● **本文抜粋**:
まともにエサが食えんかい。俺が手で食べさせてやってた。

鼻も口元も、蹄も乳首も痛々しいのに、俺を見つめる目はやさしくてよ。なんだか、向こうがごめんよ~言ってるみたいや。ありがとう言ってるのかなぁ


注射打たれる姿に耐えられんで離れたところから見てたら、獣医師の腕をふりほどいて、こっちに走ってくっとよ。

ひずめが炎症起こして血を流してるもんは、痛いから立ち上がれんでずっと横になってギャーギャー言ってる。でも、立ち上がらせて殺処分するところまで連れて行かんと、重いかいよ。まず鎮痛剤打つっちゃわ。

したら、痛みが取れるもんじゃかい。ひょいっと立ち上がる。でも蹄からも血が出て、腐りよっかい


蹄が取れていくとど・・・赤くなった蹄だけが地面に転がってるんやど・・・

それでも、蹄が無くなった足で、俺の所に駆け寄ってくる


はやくなんとかしちゃれよーーーー!



ある程度の大きさの奴は、電気で殺すっちゃわぁ

でっかい火ばさみみたいな物で、まず頭を挟んでな、スイッチを入れると高圧電流が流れ、失神する。
そしてそのあとに、胸の所を挟んで、心臓に電流を流すとガタガタガタとしびれて心臓を止めて殺すとど・・・かわいそうやんけ。

さっきまで、元気で、震えて泣きよったやつが。突然静かに死体となるんよ。


たださ、時々、その動かなくなった豚を運んでたり、穴の中に落とした時に、生き返って動き出すやつがおるんよ。気絶してただけなんやろうな。哀れでなぁ、また殺さにゃいかん・・・。




まだまだ元気な奴らはさ、どんどん穴ん中に落としていく、みんなで板を使って追いやって穴に落としていく。

一番下に落とされた豚たちは、熱と重さで圧死ししていくけどよ。後から後から落とされた豚は、どんどんジャンプして穴から必死に飛び出ようとするんよ。

その生きようとする動物の必死さにまた泣けてくっちゃがぁ


その上からブルーシートをかぶせてよ、コンパネの板を上において、飛び出してこんように、俺たち人間が上に乗るっちゃわぁ・・・

それでん、下から・・ドンっ!ドンっ!て必死にぶつかってくっとよ。


ブルーシートの隙間からホースを入れて、中にガスを流し込むんよ・・・

すると、だんだん静かになってきてよ、しばらくするとシーンとなるんよ

ちくしょーーーーーーー!



作業員達があちこちで、殺処分をしていってる
地獄を描いてる絵があるわぁ。鬼が人間をいたぶっている絵よ。あのまんまって感じ


豚舎の中が、ギャーギャーって今まで聞いた事もないような泣き声があちこちから聞こえるかいよ。

赤ちゃん子豚が不安な様子でジッとしちょっちゃわ。

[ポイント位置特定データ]
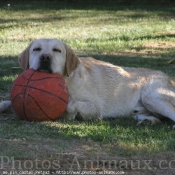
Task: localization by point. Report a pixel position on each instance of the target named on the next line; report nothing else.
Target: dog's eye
(56, 50)
(37, 49)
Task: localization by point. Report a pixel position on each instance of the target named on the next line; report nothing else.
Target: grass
(133, 36)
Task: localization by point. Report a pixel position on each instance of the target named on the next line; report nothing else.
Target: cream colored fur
(101, 90)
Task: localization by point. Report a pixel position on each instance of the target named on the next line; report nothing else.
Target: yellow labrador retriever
(99, 89)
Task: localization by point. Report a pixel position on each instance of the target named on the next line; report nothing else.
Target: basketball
(39, 96)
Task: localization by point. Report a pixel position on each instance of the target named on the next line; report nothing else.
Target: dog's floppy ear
(72, 61)
(23, 58)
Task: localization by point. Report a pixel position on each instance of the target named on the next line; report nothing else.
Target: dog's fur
(99, 89)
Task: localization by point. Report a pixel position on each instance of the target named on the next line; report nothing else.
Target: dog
(101, 90)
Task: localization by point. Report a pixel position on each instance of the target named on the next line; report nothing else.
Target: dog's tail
(4, 105)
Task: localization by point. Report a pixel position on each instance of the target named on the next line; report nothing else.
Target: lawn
(122, 34)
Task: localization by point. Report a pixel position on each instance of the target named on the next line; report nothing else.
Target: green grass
(133, 36)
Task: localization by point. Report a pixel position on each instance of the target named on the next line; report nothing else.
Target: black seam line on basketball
(24, 109)
(40, 78)
(42, 91)
(39, 106)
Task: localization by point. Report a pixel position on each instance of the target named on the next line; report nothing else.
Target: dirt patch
(159, 45)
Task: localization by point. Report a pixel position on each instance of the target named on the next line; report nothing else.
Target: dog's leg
(160, 106)
(4, 105)
(144, 118)
(86, 109)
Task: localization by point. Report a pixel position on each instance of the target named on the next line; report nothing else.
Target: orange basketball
(39, 96)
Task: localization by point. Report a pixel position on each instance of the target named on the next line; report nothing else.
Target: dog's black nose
(45, 57)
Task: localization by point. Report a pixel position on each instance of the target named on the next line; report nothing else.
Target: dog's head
(49, 55)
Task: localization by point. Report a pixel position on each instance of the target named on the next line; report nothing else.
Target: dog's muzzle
(45, 61)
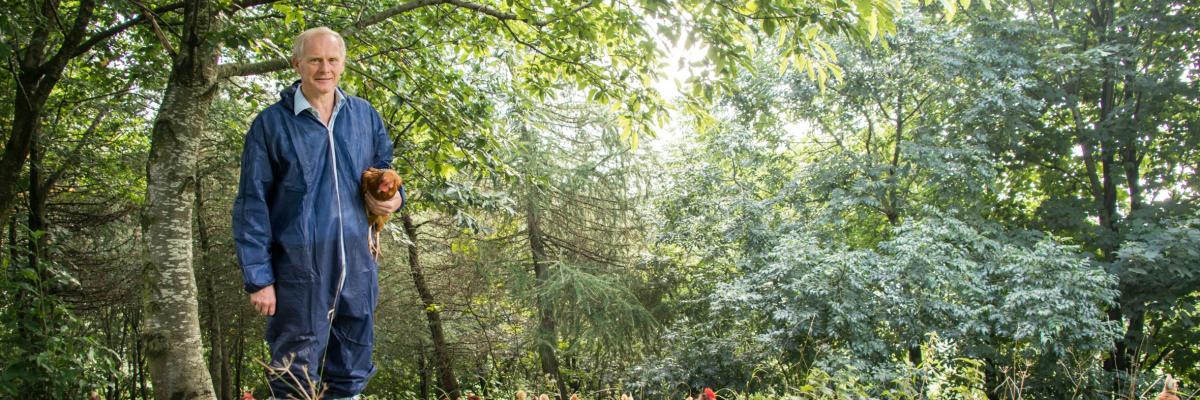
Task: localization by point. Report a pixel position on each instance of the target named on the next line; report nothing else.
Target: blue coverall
(286, 222)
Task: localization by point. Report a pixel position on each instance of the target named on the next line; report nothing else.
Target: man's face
(321, 65)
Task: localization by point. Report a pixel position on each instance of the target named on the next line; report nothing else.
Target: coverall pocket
(293, 311)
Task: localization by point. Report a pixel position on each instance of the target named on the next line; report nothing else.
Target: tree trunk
(423, 369)
(217, 358)
(441, 350)
(30, 306)
(172, 333)
(547, 336)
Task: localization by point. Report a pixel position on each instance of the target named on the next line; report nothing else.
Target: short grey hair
(298, 45)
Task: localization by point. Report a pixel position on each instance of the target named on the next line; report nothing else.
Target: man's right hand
(264, 300)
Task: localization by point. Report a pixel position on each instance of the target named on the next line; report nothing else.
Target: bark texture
(172, 332)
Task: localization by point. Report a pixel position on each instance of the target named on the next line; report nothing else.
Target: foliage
(41, 345)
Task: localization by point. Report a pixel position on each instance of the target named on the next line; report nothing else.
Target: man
(301, 230)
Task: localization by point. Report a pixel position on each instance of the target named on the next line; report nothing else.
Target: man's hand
(264, 300)
(385, 207)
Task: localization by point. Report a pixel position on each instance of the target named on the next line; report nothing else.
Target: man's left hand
(385, 207)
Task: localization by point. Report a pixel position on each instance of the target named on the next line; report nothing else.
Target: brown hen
(1170, 389)
(381, 185)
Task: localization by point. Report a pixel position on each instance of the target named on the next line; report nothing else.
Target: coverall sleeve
(384, 153)
(251, 216)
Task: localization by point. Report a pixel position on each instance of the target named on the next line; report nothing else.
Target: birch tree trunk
(172, 332)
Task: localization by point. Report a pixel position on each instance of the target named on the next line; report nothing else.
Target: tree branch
(109, 33)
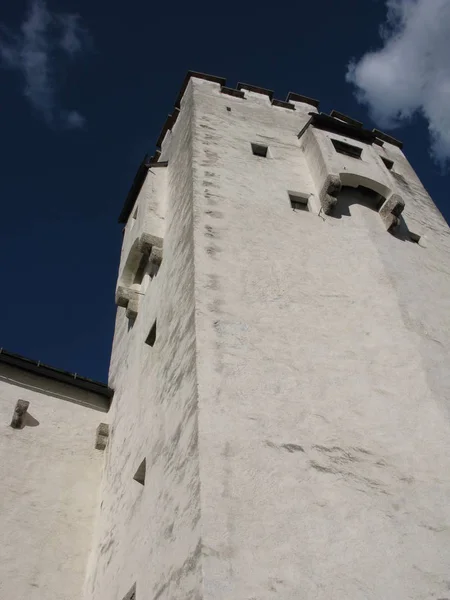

● **課題内容**:
本文について、次の問いに答えよ。
1. ひずめが炎症を起こして立ち上がれない豚に、まず何を打つか。
2. ある程度の大きさの豚を電気で殺すとき、火ばさみのような物で最初に挟むのはどこか。
3. ブルーシートの隙間からホースを入れて、中に何を流し込むか。

● **解答**:
1. 鎮痛剤
2. 頭
3. ガス